■ Instructions to follow ■
Transcribe verbatim the portion of the items that opens with the line containing "Find the **woman" and closes with the line containing "[[[133,132],[133,165],[160,166],[162,133],[160,131]]]", including both of those lines.

***

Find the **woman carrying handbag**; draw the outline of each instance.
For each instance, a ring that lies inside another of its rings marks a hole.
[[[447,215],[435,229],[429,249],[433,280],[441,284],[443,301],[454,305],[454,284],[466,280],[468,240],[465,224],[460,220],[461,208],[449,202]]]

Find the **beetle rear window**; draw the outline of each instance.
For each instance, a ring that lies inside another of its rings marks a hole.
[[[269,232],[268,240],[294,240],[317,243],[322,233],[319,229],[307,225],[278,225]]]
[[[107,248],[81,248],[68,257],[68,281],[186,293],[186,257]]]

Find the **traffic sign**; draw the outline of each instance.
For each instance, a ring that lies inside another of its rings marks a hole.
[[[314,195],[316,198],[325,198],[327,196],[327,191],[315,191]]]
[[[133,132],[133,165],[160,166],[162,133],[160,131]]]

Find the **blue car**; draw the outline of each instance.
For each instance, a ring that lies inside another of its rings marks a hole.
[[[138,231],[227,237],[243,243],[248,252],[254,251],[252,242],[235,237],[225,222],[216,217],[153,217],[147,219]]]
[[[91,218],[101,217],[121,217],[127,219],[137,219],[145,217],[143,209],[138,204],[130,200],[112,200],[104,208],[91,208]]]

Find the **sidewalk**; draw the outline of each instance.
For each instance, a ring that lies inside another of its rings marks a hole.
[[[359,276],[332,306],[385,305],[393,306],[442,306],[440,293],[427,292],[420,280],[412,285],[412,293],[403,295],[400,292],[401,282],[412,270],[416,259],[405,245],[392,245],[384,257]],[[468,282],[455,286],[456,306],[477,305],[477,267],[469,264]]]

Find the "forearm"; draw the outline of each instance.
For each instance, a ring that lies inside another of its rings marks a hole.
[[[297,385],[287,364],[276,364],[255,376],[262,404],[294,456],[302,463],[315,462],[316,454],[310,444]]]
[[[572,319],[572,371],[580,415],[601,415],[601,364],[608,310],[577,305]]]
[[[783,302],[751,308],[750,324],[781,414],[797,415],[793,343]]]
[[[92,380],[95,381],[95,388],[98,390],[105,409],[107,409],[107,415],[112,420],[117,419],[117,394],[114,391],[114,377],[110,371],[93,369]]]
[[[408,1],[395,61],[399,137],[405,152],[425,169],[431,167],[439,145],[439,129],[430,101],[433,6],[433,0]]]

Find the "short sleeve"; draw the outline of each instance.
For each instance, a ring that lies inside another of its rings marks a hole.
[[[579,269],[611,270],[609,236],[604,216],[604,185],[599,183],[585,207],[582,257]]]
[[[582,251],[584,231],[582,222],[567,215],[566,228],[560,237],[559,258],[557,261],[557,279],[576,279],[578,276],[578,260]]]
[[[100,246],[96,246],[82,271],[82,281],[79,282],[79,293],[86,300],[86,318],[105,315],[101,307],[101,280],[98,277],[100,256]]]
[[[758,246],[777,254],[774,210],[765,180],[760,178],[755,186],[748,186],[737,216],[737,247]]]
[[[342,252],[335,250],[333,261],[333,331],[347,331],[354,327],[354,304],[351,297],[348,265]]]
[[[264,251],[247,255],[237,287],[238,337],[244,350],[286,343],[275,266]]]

***

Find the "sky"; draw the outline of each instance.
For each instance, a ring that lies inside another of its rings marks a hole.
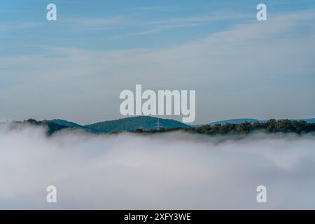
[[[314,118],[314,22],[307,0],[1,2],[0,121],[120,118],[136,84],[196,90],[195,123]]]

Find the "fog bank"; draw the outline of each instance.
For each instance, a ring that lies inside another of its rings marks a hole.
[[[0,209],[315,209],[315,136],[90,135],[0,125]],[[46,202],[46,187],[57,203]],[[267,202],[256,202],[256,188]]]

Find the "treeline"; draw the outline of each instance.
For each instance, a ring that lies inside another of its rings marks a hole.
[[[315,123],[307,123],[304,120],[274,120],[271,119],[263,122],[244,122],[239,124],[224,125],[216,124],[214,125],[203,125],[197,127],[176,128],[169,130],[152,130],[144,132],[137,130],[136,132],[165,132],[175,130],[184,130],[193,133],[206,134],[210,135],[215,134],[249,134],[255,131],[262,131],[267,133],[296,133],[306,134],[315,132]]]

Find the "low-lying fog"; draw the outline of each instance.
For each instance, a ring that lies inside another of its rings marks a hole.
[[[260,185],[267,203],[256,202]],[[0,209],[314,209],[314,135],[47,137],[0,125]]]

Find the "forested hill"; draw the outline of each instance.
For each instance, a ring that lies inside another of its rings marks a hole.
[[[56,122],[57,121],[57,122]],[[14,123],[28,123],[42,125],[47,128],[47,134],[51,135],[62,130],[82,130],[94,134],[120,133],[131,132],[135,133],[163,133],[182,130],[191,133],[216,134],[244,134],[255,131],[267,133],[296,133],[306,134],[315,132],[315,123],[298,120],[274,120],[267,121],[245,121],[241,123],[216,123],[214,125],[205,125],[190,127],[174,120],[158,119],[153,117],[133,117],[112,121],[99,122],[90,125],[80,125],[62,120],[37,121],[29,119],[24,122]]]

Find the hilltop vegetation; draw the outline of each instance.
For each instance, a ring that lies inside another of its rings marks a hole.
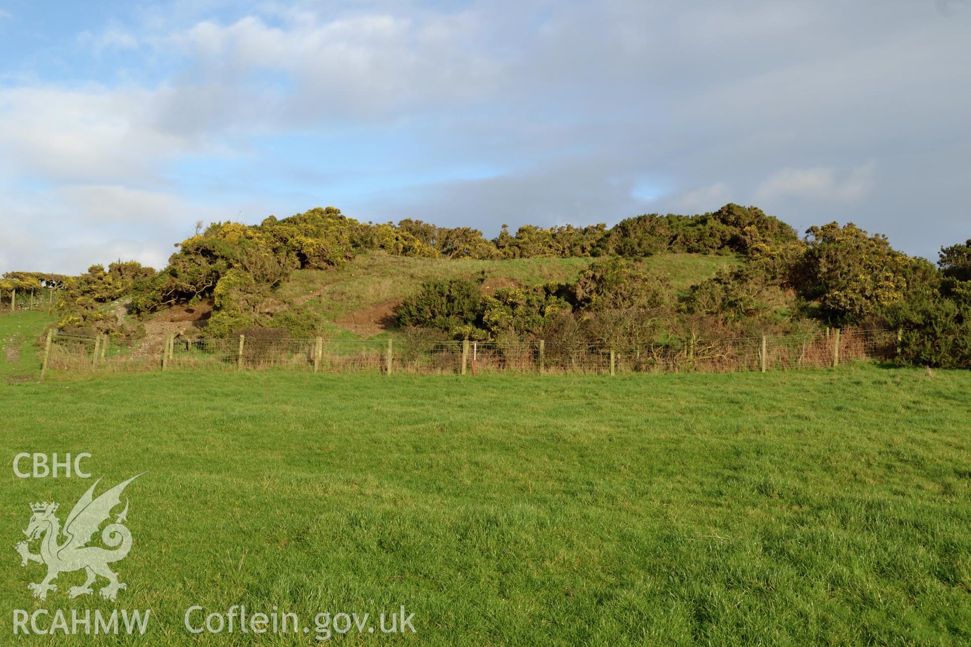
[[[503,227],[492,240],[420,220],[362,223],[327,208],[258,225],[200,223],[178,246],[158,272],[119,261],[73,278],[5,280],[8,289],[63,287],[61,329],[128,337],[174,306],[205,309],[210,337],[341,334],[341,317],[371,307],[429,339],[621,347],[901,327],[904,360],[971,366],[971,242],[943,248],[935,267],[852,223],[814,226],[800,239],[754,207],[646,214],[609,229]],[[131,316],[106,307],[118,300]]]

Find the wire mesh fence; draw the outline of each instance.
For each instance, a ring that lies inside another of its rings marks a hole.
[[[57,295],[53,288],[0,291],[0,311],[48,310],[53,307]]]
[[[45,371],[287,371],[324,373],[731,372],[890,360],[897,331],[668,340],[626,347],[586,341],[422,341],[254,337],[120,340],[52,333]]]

***

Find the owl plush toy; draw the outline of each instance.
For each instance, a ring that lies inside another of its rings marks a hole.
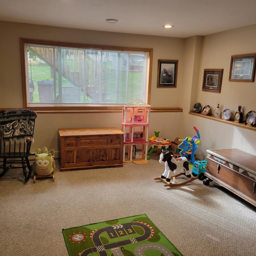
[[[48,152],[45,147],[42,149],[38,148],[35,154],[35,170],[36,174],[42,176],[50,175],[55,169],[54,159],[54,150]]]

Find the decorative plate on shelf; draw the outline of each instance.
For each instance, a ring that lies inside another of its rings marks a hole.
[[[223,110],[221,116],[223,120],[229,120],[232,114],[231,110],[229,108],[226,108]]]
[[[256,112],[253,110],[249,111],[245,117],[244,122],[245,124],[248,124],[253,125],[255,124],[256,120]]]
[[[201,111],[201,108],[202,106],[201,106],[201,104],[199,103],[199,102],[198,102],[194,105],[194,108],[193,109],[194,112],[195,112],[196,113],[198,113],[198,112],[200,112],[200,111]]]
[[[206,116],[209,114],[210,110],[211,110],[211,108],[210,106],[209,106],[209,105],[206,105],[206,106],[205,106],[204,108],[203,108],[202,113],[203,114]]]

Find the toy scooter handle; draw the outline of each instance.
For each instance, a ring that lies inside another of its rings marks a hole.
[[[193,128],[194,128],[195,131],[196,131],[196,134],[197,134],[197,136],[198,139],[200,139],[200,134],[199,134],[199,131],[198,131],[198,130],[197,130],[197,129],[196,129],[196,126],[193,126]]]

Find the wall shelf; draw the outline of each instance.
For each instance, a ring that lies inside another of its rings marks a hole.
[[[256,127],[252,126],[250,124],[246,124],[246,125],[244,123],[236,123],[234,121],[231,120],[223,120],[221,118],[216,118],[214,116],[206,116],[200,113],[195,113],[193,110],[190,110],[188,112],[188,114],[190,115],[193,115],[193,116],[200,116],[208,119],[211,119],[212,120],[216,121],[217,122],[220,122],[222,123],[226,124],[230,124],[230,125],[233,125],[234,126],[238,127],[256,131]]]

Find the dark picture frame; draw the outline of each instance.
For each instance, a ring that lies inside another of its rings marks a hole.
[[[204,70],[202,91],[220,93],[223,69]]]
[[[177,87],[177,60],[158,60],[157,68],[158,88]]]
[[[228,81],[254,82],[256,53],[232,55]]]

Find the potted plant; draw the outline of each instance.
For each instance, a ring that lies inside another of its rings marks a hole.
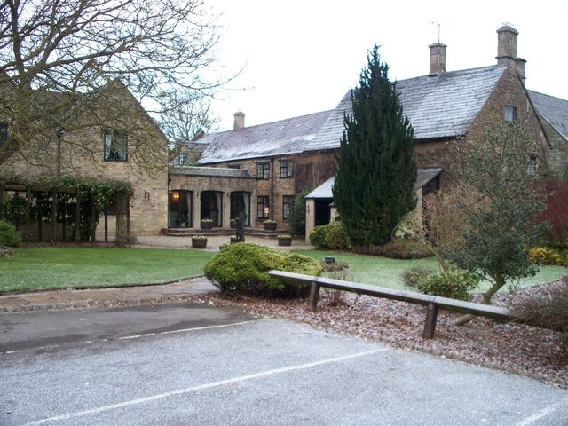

***

■ Full solution ■
Find the **woman carrying handbag**; draw the outline of each instance.
For each instance, a ring that lies inside another of its rings marks a hole.
[[[447,215],[435,229],[429,249],[433,280],[441,284],[443,301],[454,305],[454,284],[466,280],[468,240],[465,224],[460,220],[461,208],[449,202]]]

Find the **beetle rear window**; draw the outline of each instance.
For each instance, a ring that lies inside another of its rings marks a hole.
[[[269,232],[268,240],[294,240],[317,243],[322,233],[319,229],[307,225],[278,225]]]
[[[107,248],[81,248],[68,257],[68,281],[186,293],[186,257]]]

Find the **traffic sign**; draw the outline of each instance.
For each instance, a ring that lies inside another of its rings marks a hole.
[[[314,195],[316,198],[325,198],[327,196],[327,191],[315,191]]]
[[[133,132],[133,165],[160,166],[162,133],[160,131]]]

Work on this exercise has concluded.